Given records:
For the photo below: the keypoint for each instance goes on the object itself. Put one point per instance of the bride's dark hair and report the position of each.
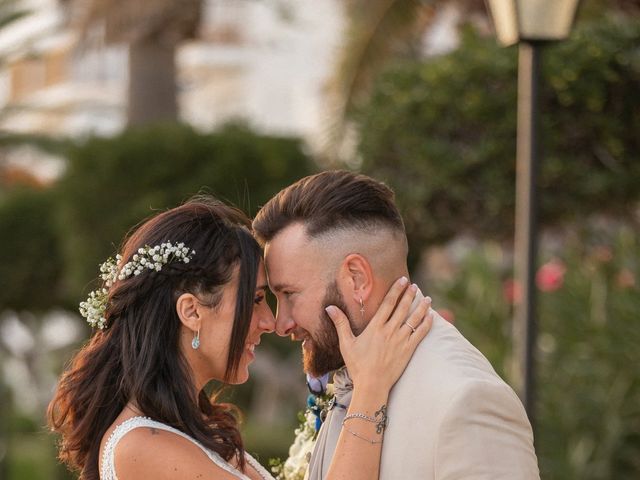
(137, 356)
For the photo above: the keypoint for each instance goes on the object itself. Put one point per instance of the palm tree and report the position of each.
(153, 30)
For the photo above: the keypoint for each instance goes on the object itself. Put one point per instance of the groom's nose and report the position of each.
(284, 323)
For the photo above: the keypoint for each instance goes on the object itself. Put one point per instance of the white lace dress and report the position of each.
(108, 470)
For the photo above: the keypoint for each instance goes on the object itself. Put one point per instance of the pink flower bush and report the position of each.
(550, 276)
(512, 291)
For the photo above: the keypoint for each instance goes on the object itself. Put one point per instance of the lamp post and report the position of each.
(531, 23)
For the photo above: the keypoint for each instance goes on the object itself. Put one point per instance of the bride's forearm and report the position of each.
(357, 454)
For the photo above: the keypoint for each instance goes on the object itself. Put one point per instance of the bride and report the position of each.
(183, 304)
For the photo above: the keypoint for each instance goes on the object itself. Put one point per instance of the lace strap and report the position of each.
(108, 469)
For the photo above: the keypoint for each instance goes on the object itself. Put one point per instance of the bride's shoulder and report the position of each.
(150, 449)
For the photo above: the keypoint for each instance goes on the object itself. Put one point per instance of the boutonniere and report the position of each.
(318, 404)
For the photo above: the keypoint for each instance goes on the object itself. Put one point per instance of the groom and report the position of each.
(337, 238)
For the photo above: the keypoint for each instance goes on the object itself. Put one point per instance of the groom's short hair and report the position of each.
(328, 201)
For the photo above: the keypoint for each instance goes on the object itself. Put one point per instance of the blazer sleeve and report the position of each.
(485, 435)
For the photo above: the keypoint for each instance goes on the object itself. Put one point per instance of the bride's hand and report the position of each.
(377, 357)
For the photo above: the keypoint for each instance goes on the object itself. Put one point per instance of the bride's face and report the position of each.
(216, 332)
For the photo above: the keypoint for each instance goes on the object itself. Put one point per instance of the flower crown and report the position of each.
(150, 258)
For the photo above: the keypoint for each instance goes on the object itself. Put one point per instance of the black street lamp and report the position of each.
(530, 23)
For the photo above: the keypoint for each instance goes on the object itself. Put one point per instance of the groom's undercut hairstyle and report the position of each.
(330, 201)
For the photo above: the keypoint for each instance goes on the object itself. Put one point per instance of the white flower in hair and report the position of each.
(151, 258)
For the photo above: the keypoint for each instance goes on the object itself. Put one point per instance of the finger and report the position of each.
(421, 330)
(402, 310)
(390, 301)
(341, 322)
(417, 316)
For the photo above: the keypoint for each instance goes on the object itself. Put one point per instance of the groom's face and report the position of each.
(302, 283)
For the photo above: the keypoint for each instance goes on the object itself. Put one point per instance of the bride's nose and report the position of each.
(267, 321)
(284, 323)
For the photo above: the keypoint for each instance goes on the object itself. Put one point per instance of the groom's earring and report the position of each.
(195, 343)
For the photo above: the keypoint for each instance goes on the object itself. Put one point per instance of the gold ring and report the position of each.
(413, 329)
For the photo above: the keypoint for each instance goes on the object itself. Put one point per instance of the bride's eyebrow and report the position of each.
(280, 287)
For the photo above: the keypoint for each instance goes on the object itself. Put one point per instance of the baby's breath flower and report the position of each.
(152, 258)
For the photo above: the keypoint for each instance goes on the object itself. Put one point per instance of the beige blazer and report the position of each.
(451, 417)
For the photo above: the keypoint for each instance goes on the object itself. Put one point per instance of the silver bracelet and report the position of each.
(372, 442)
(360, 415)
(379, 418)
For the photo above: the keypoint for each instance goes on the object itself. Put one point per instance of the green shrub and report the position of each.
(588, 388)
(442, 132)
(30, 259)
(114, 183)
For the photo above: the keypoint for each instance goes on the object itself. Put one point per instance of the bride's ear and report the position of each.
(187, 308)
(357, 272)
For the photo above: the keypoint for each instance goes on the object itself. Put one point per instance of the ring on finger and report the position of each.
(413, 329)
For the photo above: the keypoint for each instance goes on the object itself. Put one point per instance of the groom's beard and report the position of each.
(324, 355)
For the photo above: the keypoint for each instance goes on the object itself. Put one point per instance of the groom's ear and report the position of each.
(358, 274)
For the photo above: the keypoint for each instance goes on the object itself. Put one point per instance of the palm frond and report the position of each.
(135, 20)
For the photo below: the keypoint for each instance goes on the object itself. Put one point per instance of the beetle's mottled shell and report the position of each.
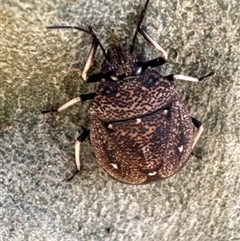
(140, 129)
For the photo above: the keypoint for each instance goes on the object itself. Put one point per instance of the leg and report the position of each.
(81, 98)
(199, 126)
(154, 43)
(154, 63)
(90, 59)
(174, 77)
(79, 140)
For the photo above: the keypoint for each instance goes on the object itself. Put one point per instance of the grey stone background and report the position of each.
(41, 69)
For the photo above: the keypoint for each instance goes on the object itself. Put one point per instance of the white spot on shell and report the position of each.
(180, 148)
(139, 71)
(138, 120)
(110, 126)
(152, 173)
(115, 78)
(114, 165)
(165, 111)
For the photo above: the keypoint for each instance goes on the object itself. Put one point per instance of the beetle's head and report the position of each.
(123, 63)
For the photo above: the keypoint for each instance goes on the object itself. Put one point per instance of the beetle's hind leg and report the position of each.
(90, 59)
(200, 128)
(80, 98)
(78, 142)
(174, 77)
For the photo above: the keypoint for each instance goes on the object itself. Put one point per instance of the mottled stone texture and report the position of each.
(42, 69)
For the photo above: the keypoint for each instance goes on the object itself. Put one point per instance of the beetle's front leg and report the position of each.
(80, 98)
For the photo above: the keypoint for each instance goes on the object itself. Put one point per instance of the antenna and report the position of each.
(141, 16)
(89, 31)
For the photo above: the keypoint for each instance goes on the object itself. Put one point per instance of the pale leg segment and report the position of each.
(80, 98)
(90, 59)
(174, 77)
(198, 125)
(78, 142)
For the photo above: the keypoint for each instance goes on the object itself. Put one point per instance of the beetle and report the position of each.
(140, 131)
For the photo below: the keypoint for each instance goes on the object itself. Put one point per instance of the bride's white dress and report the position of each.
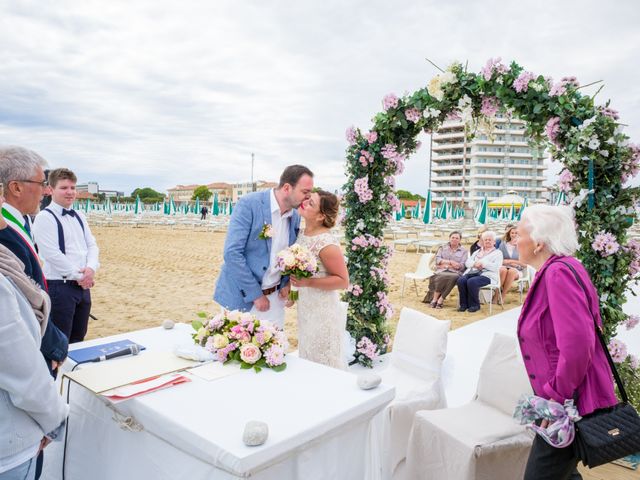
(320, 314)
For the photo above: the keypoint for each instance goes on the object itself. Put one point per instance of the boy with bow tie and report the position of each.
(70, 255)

What is needed:
Extract exactly the lines from the one containing "segment and report the position of each." through the last line of the records above, both included, and leave out the pictures.

Final result:
For the photo above: the keypoint for each instance goes on the object itself. Put one point per instance of the pale leg segment and report the position of each.
(80, 98)
(90, 59)
(174, 77)
(198, 125)
(78, 142)
For the photo above: the keypoint for each instance goes on the object itself. Put one point per instance of the beetle and report the position of each.
(140, 131)
For the photo below: the keypoint for each instance goes on the object itself. Put one point per instance of the bride's white dress and report the position of each.
(320, 314)
For the photo above: the keypoint for each instance goes on the object itself. Put one point per instance of the boy with bow tie and report the position of each.
(70, 255)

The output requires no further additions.